#### [SHORT EXERCISE A]
Recast the rows from the line containing "# trace the outline of every instance of the suit" through the end of the rows as a numbered list, leaving out blank lines.

#### [DOCUMENT EXCERPT]
The following observations were made from this analysis:

Most of the popular songs on Spotify are low in acouticness, liveliness,instrumentalness and speechiness
Most of the popular songs on Spotify are high in danceability
Most of the popular songs on Spotify are louder and have a shorter duration

Track Attribute Analysis

A correlation plot was used in order to analyze the correlation between all the track attributes.

corr_plot_data <- spotify_clean %>% 
  
  dplyr::select(track_popularity, danceability, energy, loudness, speechiness,acousticness,instrumentalness, liveness, valence, tempo, duration_ms)

  ggcorr(spotify_clean, hjust = .85, size = 3, nbreaks=10, palette='YlGnBu', label=TRUE, label_size= 3.5, label_color='white', layout.exp=2)

The following observations were made from the correlation plot:

Energy and Loudness have a high positive correlation between each other
Although not significant, danceability and valence have a positive correlation
Acousticness and energy have a high negative correaltion between each other
Although not significant, acousticness and loudness have a negative correlation

Genre Analysis

Top Artists per Genre

The following tree map was used to find the top artist in each genre.

top__artists_per_genre <- spotify_clean %>% group_by(playlist_genre,track_artist) %>% summarise(n = n()) %>% top_n(5, n)

top_artists_per_genre_treemap <- treemap(top__artists_per_genre, index = c("playlist_genre", "track_artist"), vSize = "n",palette = "Blues",  title = "Top 5 Track Artists for each Playlist Genre")

The following observations were made from the tree map:

The top artist in the EDM genre is Martin Garrix
The top artist in the Latin genre is Don Omar
The top artist in the Rap genre is Logic
The top artist in the Rock genre is Queen
The top artists in the Pop genre are The Chainsmokers
The top artist in the R&B genre are Bobby Brown

Track Attributes by Genre

The following jitter plots were used to analyze the relationship between different genres and track attributes.

ggplot(spotify_clean, aes(playlist_genre, acousticness)) +
  geom_boxplot() +
  geom_jitter(width = .25, alpha = .5,color='darkgray')

EDM, Rock tracks are low in acouticness.

ggplot(spotify_clean, aes(playlist_genre, duration_ms)) +
  geom_boxplot() +
  geom_jitter(width = .25, alpha = .5,color='darkgray')

Duration_ms is neither low nor high for any track.

ggplot(spotify_clean, aes(playlist_genre, energy)) +
  geom_boxplot() +
  geom_jitter(width = .25, alpha = .5,color='darkgray')

EDM ,Latin , Pop, Rap, Rock tracks are high in energy and loudness while they are low in acouticness, liveliness and speecihiness

ggplot(spotify_clean, aes(playlist_genre, liveness)) +
  geom_boxplot() +
  geom_jitter(width = .25, alpha = .5,color='darkgray')

EDM, Rap, Rock tracks low in speechiness

ggplot(spotify_clean, aes(playlist_genre, instrumentalness)) +
  geom_boxplot() +
  geom_jitter(width = .25, alpha = .5,color='darkgray')

Rap track is low instrumentalness.

Named region outline rows:
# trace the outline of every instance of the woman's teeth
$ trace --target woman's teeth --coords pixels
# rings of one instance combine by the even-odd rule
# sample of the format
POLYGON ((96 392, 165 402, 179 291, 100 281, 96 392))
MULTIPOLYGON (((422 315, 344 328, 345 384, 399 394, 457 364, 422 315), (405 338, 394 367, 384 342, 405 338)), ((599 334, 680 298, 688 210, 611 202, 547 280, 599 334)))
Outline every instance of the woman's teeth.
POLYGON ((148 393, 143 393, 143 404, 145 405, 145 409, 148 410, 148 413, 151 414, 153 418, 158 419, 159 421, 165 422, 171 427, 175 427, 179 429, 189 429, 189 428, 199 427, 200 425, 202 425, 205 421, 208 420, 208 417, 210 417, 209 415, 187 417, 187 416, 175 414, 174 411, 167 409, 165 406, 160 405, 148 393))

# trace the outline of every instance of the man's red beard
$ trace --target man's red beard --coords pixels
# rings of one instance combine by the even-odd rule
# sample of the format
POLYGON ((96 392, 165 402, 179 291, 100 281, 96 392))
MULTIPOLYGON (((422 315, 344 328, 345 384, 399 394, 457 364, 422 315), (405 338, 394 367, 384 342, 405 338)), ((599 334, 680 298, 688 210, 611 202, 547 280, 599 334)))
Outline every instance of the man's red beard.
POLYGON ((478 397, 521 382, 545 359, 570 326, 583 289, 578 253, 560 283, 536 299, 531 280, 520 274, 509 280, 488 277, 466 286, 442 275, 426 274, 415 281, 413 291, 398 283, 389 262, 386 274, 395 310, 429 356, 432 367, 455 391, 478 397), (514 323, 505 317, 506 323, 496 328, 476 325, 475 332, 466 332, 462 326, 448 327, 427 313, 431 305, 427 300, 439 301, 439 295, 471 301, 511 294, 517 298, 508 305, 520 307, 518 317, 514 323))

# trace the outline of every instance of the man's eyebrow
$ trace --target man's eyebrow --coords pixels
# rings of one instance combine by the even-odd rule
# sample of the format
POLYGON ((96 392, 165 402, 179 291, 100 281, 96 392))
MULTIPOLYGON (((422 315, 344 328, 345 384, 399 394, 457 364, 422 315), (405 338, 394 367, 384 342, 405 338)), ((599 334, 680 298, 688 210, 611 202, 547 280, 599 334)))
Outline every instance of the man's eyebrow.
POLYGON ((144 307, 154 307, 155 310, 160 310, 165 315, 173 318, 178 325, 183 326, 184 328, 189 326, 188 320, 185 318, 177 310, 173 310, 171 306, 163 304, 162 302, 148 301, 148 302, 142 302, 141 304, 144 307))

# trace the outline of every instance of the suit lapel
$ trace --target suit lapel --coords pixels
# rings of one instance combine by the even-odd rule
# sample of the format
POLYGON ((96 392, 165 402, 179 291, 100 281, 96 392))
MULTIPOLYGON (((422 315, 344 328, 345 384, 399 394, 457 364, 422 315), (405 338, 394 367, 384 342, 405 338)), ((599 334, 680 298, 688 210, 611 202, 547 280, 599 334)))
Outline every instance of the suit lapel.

#### [SHORT EXERCISE B]
For each statement below, say whether it agrees with the Spotify track analysis, answering yes or no and quoting the deciding words of that analysis: (i) The tree map shows Queen as the top artist in the Rock genre. (ii) Energy and loudness have a high negative correlation. (iii) Most of the popular songs on Spotify are low in danceability.

#### [CORRECT RESULT A]
1. # trace the outline of every instance of the suit lapel
2. $ trace --target suit lapel --coords pixels
3. # rings of one instance combine by the even-odd rule
4. # sample of the format
5. POLYGON ((96 392, 165 402, 179 291, 100 281, 96 392))
6. MULTIPOLYGON (((422 315, 344 328, 345 384, 399 394, 457 364, 422 315), (405 338, 394 367, 384 342, 405 338)), ((599 334, 680 298, 688 210, 611 202, 547 280, 599 334)))
7. Outline every instance of the suit lapel.

#### [CORRECT RESULT B]
(i) Yes: "The top artist in the Rock genre is Queen"
(ii) No: "Energy and Loudness have a high positive correlation between each other"
(iii) No: "Most of the popular songs on Spotify are high in danceability"